# START OF Given entries
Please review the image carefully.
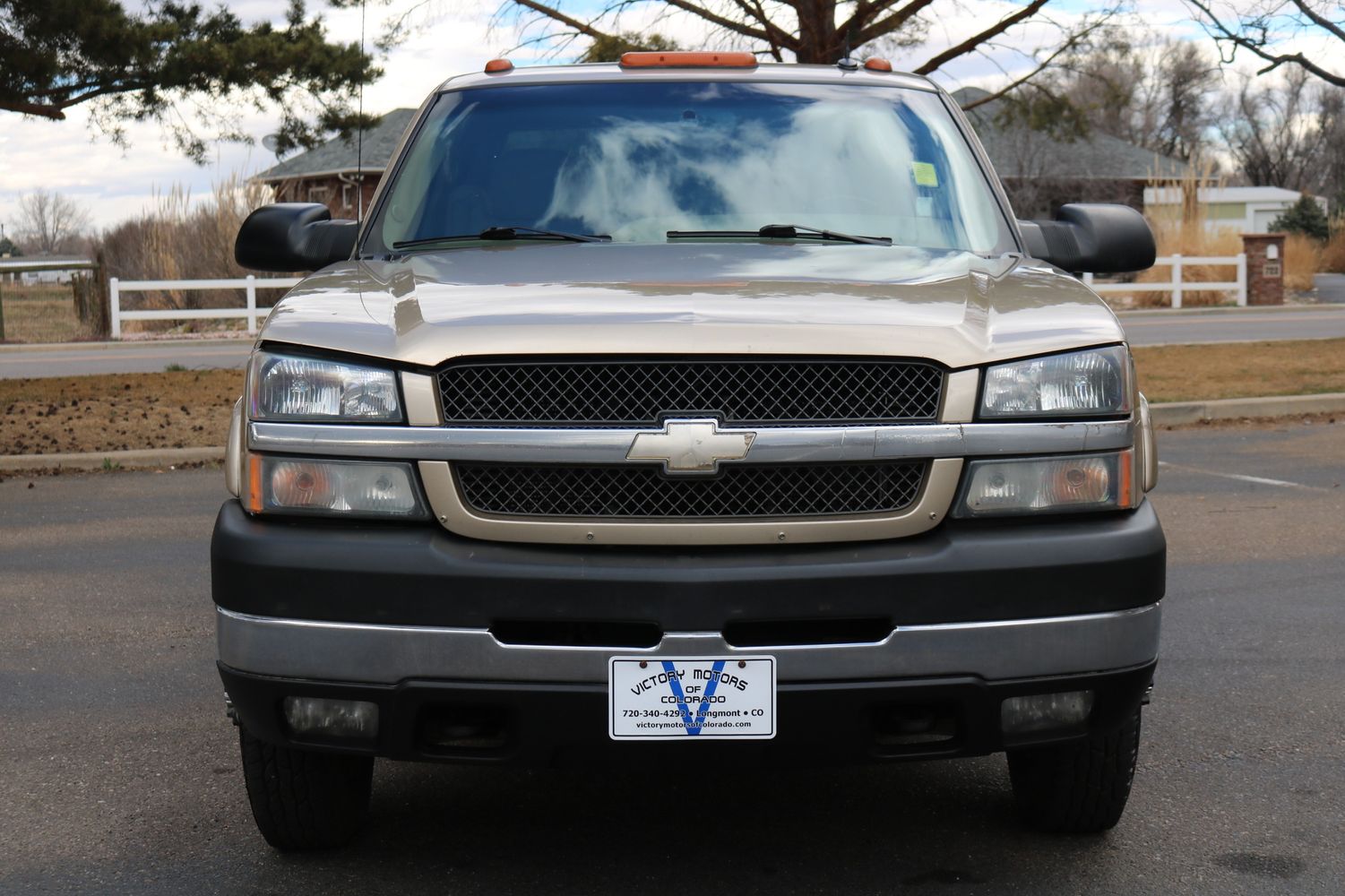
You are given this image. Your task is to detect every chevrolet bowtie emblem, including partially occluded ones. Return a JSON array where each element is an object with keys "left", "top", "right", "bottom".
[{"left": 625, "top": 419, "right": 756, "bottom": 472}]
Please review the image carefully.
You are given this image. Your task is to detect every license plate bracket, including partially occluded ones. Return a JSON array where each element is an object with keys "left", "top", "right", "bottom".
[{"left": 607, "top": 657, "right": 776, "bottom": 740}]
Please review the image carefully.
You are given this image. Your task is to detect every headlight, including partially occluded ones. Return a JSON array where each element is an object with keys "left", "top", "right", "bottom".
[
  {"left": 980, "top": 346, "right": 1131, "bottom": 417},
  {"left": 247, "top": 351, "right": 402, "bottom": 422},
  {"left": 953, "top": 448, "right": 1135, "bottom": 517},
  {"left": 245, "top": 455, "right": 429, "bottom": 520}
]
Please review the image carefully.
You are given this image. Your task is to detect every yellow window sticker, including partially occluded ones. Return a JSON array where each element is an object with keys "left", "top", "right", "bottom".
[{"left": 910, "top": 161, "right": 939, "bottom": 187}]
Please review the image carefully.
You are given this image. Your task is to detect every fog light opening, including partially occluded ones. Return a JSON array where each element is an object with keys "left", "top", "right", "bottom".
[
  {"left": 282, "top": 697, "right": 378, "bottom": 740},
  {"left": 999, "top": 690, "right": 1093, "bottom": 735}
]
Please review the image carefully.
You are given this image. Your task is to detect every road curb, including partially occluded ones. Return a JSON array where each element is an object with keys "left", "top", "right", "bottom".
[
  {"left": 0, "top": 392, "right": 1345, "bottom": 470},
  {"left": 1149, "top": 392, "right": 1345, "bottom": 426},
  {"left": 0, "top": 446, "right": 225, "bottom": 470}
]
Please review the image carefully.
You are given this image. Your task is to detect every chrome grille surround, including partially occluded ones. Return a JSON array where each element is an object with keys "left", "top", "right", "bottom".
[
  {"left": 435, "top": 357, "right": 945, "bottom": 427},
  {"left": 453, "top": 461, "right": 928, "bottom": 520}
]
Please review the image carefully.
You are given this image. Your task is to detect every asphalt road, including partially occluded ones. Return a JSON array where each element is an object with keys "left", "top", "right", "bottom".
[
  {"left": 0, "top": 419, "right": 1345, "bottom": 896},
  {"left": 0, "top": 301, "right": 1345, "bottom": 379},
  {"left": 0, "top": 339, "right": 253, "bottom": 379}
]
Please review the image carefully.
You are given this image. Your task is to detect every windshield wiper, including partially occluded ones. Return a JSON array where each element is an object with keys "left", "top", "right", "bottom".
[
  {"left": 392, "top": 225, "right": 612, "bottom": 249},
  {"left": 667, "top": 225, "right": 892, "bottom": 246}
]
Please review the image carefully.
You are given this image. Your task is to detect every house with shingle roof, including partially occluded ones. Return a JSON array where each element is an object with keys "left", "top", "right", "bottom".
[
  {"left": 253, "top": 109, "right": 416, "bottom": 218},
  {"left": 953, "top": 88, "right": 1198, "bottom": 220}
]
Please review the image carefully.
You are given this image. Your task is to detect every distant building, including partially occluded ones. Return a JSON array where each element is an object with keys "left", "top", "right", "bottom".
[
  {"left": 953, "top": 88, "right": 1193, "bottom": 220},
  {"left": 253, "top": 109, "right": 416, "bottom": 218},
  {"left": 1144, "top": 187, "right": 1329, "bottom": 233},
  {"left": 0, "top": 255, "right": 93, "bottom": 284}
]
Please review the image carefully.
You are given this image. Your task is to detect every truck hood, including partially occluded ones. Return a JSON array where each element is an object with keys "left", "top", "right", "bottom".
[{"left": 261, "top": 242, "right": 1123, "bottom": 368}]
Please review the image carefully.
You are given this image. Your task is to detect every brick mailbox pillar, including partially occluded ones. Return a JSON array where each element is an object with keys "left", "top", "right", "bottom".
[{"left": 1243, "top": 233, "right": 1284, "bottom": 306}]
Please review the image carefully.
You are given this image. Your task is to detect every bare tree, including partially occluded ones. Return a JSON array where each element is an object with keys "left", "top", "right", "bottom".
[
  {"left": 1220, "top": 69, "right": 1345, "bottom": 195},
  {"left": 1010, "top": 29, "right": 1221, "bottom": 161},
  {"left": 371, "top": 0, "right": 1131, "bottom": 104},
  {"left": 1186, "top": 0, "right": 1345, "bottom": 88},
  {"left": 13, "top": 187, "right": 89, "bottom": 255}
]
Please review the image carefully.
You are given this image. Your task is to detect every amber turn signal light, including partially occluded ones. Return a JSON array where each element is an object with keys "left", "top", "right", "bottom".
[{"left": 621, "top": 51, "right": 756, "bottom": 69}]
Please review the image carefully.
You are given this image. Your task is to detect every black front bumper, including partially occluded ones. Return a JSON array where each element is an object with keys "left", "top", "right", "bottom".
[
  {"left": 211, "top": 501, "right": 1166, "bottom": 624},
  {"left": 220, "top": 663, "right": 1154, "bottom": 765}
]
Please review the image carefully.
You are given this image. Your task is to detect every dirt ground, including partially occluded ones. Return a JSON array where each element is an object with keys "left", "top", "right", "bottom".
[
  {"left": 0, "top": 339, "right": 1345, "bottom": 455},
  {"left": 0, "top": 370, "right": 244, "bottom": 455}
]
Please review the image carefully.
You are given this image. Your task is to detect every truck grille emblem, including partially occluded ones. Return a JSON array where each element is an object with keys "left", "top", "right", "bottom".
[{"left": 625, "top": 419, "right": 756, "bottom": 474}]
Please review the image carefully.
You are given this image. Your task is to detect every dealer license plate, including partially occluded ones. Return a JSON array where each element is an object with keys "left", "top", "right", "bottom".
[{"left": 607, "top": 657, "right": 775, "bottom": 740}]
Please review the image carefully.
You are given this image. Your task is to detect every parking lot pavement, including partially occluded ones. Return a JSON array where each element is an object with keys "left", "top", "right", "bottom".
[{"left": 0, "top": 421, "right": 1345, "bottom": 896}]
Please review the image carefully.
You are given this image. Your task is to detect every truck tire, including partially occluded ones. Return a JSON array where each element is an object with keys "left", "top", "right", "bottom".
[
  {"left": 1009, "top": 709, "right": 1139, "bottom": 834},
  {"left": 238, "top": 727, "right": 374, "bottom": 851}
]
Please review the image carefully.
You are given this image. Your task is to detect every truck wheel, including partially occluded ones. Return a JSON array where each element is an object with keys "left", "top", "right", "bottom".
[
  {"left": 1009, "top": 709, "right": 1139, "bottom": 834},
  {"left": 238, "top": 727, "right": 374, "bottom": 851}
]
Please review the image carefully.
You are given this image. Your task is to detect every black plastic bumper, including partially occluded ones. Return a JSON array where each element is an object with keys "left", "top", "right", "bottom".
[
  {"left": 220, "top": 663, "right": 1154, "bottom": 765},
  {"left": 211, "top": 501, "right": 1166, "bottom": 631}
]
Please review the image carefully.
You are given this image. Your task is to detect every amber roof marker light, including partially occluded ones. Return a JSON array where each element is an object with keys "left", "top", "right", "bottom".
[{"left": 621, "top": 50, "right": 757, "bottom": 69}]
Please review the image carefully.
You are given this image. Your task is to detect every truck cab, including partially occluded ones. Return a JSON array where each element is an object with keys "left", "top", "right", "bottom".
[{"left": 211, "top": 53, "right": 1165, "bottom": 849}]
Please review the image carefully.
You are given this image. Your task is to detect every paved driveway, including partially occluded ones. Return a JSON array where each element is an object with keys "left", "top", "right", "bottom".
[{"left": 0, "top": 421, "right": 1345, "bottom": 896}]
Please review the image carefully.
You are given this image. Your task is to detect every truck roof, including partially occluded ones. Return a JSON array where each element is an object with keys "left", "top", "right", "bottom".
[{"left": 435, "top": 62, "right": 939, "bottom": 93}]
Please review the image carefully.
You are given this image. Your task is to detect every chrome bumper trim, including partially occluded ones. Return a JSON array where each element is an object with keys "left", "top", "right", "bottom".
[
  {"left": 247, "top": 418, "right": 1134, "bottom": 464},
  {"left": 217, "top": 604, "right": 1162, "bottom": 685}
]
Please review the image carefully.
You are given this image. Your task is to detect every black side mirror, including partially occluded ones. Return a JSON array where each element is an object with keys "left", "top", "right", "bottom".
[
  {"left": 234, "top": 202, "right": 359, "bottom": 271},
  {"left": 1018, "top": 204, "right": 1158, "bottom": 273}
]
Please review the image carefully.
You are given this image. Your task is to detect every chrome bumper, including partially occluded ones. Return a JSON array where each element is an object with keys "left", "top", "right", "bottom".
[{"left": 217, "top": 604, "right": 1162, "bottom": 685}]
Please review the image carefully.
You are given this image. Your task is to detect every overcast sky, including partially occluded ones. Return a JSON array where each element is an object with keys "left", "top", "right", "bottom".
[{"left": 0, "top": 0, "right": 1312, "bottom": 234}]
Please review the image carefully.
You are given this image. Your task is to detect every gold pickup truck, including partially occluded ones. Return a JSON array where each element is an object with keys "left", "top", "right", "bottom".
[{"left": 211, "top": 53, "right": 1165, "bottom": 849}]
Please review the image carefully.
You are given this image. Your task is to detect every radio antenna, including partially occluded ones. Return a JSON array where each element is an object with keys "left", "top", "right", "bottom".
# END OF Given entries
Work instructions:
How many lines of the listing above contain the string "plate"? Reply with the number alone.

Reply to the task:
2